Given instruction. Extract every line of the material below and reproduce it faithfully.

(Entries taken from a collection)
|---|

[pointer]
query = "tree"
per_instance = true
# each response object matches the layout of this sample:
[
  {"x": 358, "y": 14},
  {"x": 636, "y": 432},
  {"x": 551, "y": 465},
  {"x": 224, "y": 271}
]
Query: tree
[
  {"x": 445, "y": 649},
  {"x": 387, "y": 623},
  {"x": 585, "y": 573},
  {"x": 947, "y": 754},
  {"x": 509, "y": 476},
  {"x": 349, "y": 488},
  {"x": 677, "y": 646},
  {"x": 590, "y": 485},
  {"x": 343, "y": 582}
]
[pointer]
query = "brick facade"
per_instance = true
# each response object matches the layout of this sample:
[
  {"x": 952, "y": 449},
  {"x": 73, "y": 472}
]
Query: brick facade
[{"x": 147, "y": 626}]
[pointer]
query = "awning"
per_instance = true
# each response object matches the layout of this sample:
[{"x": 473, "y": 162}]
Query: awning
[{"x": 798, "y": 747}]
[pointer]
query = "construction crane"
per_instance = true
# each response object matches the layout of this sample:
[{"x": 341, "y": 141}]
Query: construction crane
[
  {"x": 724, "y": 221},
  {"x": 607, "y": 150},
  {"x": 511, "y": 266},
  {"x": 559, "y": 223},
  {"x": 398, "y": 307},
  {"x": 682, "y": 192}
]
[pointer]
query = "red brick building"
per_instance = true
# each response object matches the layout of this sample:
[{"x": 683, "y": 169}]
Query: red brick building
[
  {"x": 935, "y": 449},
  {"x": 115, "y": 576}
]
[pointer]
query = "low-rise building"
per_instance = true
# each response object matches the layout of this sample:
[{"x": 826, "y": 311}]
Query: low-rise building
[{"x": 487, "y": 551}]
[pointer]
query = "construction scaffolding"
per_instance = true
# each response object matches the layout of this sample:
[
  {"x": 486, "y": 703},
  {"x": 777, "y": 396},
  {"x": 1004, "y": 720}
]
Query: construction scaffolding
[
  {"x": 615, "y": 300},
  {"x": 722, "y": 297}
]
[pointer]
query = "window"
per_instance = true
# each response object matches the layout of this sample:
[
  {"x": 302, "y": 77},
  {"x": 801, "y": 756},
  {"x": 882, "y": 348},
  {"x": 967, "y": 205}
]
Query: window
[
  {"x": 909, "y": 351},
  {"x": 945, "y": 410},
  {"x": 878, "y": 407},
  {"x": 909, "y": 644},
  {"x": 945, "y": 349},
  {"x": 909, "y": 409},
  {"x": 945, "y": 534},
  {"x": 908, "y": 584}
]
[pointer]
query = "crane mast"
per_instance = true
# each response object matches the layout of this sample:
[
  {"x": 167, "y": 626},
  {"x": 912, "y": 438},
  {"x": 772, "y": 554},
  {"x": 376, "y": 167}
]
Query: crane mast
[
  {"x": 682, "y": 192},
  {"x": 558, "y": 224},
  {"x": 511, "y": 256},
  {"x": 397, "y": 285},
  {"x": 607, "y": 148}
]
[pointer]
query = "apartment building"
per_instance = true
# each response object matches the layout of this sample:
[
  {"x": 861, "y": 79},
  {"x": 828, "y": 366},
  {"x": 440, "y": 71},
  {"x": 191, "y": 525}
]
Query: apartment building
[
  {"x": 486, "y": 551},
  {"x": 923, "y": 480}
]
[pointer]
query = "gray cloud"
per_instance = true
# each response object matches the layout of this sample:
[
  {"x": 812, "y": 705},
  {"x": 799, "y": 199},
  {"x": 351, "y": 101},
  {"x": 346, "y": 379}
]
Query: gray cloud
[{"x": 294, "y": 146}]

|---|

Written answer.
[pointer]
query = "tree"
per_instance = true
# each response object matches the layout of this sample:
[
  {"x": 358, "y": 14},
  {"x": 636, "y": 432},
  {"x": 551, "y": 465},
  {"x": 224, "y": 271}
]
Query: tree
[
  {"x": 445, "y": 649},
  {"x": 387, "y": 623},
  {"x": 585, "y": 573},
  {"x": 947, "y": 754},
  {"x": 509, "y": 476},
  {"x": 349, "y": 488},
  {"x": 677, "y": 646},
  {"x": 590, "y": 485},
  {"x": 343, "y": 582}
]
[pointer]
query = "brick facade"
per_instance = true
# each response object matches the layout of this sample:
[
  {"x": 952, "y": 449},
  {"x": 73, "y": 472}
]
Query: brick facade
[{"x": 147, "y": 626}]
[pointer]
query = "awning"
per_instance = true
# each response object matches the layout of this sample:
[{"x": 473, "y": 162}]
Query: awning
[{"x": 798, "y": 747}]
[pointer]
query = "construction crane"
per_instance = true
# each response object matches the layout of this sample:
[{"x": 341, "y": 141}]
Query: construction crane
[
  {"x": 724, "y": 221},
  {"x": 607, "y": 150},
  {"x": 511, "y": 266},
  {"x": 559, "y": 223},
  {"x": 398, "y": 307},
  {"x": 682, "y": 192}
]
[pointer]
query = "red brick building"
per_instance = true
# each response object matches the layout of this sample:
[{"x": 683, "y": 169}]
Query: red brick building
[
  {"x": 935, "y": 449},
  {"x": 115, "y": 576}
]
[pointer]
query = "low-rise building"
per_instance = true
# each response object matches the layout of this sample:
[{"x": 826, "y": 311}]
Query: low-rise building
[{"x": 487, "y": 551}]
[pointer]
query = "construction scaffolding"
per_instance = true
# each response object matches the layout of this sample:
[
  {"x": 486, "y": 703},
  {"x": 777, "y": 396},
  {"x": 1004, "y": 720}
]
Query: construction scaffolding
[
  {"x": 615, "y": 300},
  {"x": 722, "y": 297}
]
[pointer]
query = "window"
per_instance = true
# each response object matches the layout of this sample:
[
  {"x": 302, "y": 77},
  {"x": 801, "y": 756},
  {"x": 882, "y": 348},
  {"x": 967, "y": 205}
]
Query: window
[
  {"x": 909, "y": 351},
  {"x": 945, "y": 410},
  {"x": 878, "y": 407},
  {"x": 909, "y": 644},
  {"x": 945, "y": 349},
  {"x": 909, "y": 409},
  {"x": 945, "y": 534},
  {"x": 908, "y": 584}
]
[pointer]
query = "crane mast"
per_instance = true
# each response object matches the layout of this sample:
[
  {"x": 167, "y": 626},
  {"x": 912, "y": 438},
  {"x": 772, "y": 554},
  {"x": 376, "y": 167}
]
Query: crane mast
[
  {"x": 682, "y": 192},
  {"x": 558, "y": 224},
  {"x": 511, "y": 256},
  {"x": 397, "y": 285},
  {"x": 607, "y": 148}
]
[pointer]
query = "apartment building"
per_instance = true
# each response object matches the layout of this sample:
[
  {"x": 861, "y": 79},
  {"x": 828, "y": 366},
  {"x": 440, "y": 71},
  {"x": 191, "y": 525}
]
Query: apartment building
[
  {"x": 486, "y": 551},
  {"x": 923, "y": 480}
]
[pointer]
query = "gray cloud"
per_instance = true
# each response object matches the layout of this sample:
[
  {"x": 812, "y": 705},
  {"x": 799, "y": 199},
  {"x": 351, "y": 101},
  {"x": 346, "y": 379}
]
Query: gray cloud
[{"x": 294, "y": 146}]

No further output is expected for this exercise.